Do this. Render the material from the line containing "Please locate the traffic light pole" through the end as a JSON list of strings, one string per line, leaving out blank lines.
---------- Record extracts
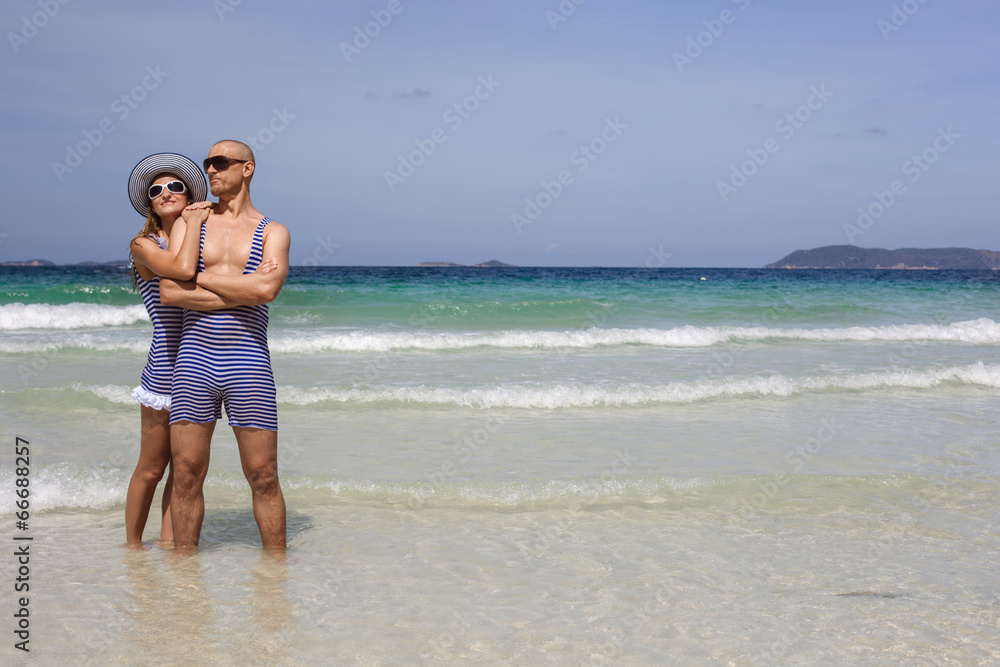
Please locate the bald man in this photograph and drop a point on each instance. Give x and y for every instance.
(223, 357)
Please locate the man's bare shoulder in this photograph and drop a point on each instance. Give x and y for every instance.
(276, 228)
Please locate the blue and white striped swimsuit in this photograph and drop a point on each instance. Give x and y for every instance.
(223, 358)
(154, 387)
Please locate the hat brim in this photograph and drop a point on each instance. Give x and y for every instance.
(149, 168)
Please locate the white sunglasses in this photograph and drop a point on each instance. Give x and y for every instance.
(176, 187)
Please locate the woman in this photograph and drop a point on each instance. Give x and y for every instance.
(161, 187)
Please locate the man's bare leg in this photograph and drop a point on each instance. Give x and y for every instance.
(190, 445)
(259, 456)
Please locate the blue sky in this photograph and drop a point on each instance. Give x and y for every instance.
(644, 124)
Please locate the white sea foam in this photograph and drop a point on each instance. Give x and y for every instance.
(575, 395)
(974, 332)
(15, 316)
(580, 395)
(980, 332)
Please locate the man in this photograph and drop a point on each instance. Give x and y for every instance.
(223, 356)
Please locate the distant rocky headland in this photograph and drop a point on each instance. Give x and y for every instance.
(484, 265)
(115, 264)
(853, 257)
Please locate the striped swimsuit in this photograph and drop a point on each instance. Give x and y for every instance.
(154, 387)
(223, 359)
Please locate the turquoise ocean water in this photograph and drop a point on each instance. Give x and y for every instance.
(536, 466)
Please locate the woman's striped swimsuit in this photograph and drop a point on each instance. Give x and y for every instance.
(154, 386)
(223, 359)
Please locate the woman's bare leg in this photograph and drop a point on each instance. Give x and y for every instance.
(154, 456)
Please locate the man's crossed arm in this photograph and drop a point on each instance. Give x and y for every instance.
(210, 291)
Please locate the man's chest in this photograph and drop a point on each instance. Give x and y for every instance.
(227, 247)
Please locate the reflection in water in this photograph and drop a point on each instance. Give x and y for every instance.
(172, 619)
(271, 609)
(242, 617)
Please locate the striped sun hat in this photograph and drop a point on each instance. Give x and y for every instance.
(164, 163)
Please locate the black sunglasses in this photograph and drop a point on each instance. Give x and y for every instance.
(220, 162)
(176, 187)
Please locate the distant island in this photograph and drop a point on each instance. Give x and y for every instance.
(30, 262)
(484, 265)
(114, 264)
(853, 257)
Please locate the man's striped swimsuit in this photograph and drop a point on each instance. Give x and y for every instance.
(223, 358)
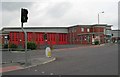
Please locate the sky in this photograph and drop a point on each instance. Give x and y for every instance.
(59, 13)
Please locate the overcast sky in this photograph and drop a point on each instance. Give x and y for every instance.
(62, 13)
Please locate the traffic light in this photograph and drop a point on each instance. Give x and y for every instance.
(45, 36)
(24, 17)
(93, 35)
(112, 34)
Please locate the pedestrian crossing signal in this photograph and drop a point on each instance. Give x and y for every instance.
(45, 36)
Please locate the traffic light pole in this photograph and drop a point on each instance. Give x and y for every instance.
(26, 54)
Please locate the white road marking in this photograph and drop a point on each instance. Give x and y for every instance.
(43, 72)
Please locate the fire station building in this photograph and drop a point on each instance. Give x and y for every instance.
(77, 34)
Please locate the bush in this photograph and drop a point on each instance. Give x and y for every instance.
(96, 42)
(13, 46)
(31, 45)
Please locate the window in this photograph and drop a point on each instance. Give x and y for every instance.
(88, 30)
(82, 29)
--------------------
Expected answer.
[
  "Please locate the traffic light pole in this photograph and drop a point on each instance. Give x and y for every instance.",
  "(26, 54)",
  "Please locate the white road marking in this photograph and drop a point on each instance. Give x and y for every instance.",
  "(43, 72)",
  "Please locate the fire station building in this photograph and drop a point on each instance. Give x and y for every instance.",
  "(77, 34)",
  "Please locate the bush in this photograph and drop a point on each instance. Give x and y for every instance.",
  "(96, 42)",
  "(13, 46)",
  "(31, 45)",
  "Please locate the window in this photograph and drop a point on each instance. Give x and y for every instance.",
  "(88, 30)",
  "(82, 29)"
]